Task prompt:
Return every line of the records below that contains the string "bird", copying each such line in full.
-- Start Information shown --
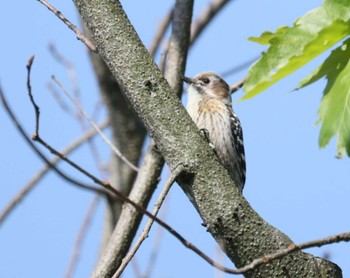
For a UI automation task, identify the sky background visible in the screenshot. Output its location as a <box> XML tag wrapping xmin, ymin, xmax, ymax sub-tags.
<box><xmin>0</xmin><ymin>0</ymin><xmax>350</xmax><ymax>278</ymax></box>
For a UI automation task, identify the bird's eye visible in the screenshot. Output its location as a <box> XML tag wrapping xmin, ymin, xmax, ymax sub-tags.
<box><xmin>202</xmin><ymin>78</ymin><xmax>210</xmax><ymax>84</ymax></box>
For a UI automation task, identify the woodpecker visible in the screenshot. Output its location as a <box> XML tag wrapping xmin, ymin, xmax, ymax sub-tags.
<box><xmin>181</xmin><ymin>72</ymin><xmax>246</xmax><ymax>191</ymax></box>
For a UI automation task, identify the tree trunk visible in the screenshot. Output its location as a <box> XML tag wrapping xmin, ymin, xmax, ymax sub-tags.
<box><xmin>74</xmin><ymin>0</ymin><xmax>342</xmax><ymax>277</ymax></box>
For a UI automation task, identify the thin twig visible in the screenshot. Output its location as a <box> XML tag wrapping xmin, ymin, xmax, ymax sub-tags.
<box><xmin>230</xmin><ymin>77</ymin><xmax>247</xmax><ymax>94</ymax></box>
<box><xmin>0</xmin><ymin>121</ymin><xmax>109</xmax><ymax>225</ymax></box>
<box><xmin>149</xmin><ymin>8</ymin><xmax>174</xmax><ymax>57</ymax></box>
<box><xmin>47</xmin><ymin>81</ymin><xmax>76</xmax><ymax>118</ymax></box>
<box><xmin>49</xmin><ymin>44</ymin><xmax>80</xmax><ymax>96</ymax></box>
<box><xmin>49</xmin><ymin>44</ymin><xmax>104</xmax><ymax>175</ymax></box>
<box><xmin>113</xmin><ymin>165</ymin><xmax>184</xmax><ymax>278</ymax></box>
<box><xmin>38</xmin><ymin>0</ymin><xmax>97</xmax><ymax>53</ymax></box>
<box><xmin>0</xmin><ymin>63</ymin><xmax>110</xmax><ymax>198</ymax></box>
<box><xmin>65</xmin><ymin>196</ymin><xmax>101</xmax><ymax>278</ymax></box>
<box><xmin>52</xmin><ymin>75</ymin><xmax>138</xmax><ymax>172</ymax></box>
<box><xmin>143</xmin><ymin>203</ymin><xmax>167</xmax><ymax>278</ymax></box>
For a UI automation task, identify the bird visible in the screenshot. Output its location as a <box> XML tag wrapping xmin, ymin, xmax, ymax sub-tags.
-- End Information shown --
The solution:
For a UI automation task, identify the bird's eye visible in the screenshot. Output its location as a <box> XML tag wrapping xmin, ymin, xmax, ymax sub-tags.
For a UI automation task, identify the bird visible in the screenshot. Output its location as a <box> XML tag wrapping xmin, ymin, xmax, ymax sub-tags.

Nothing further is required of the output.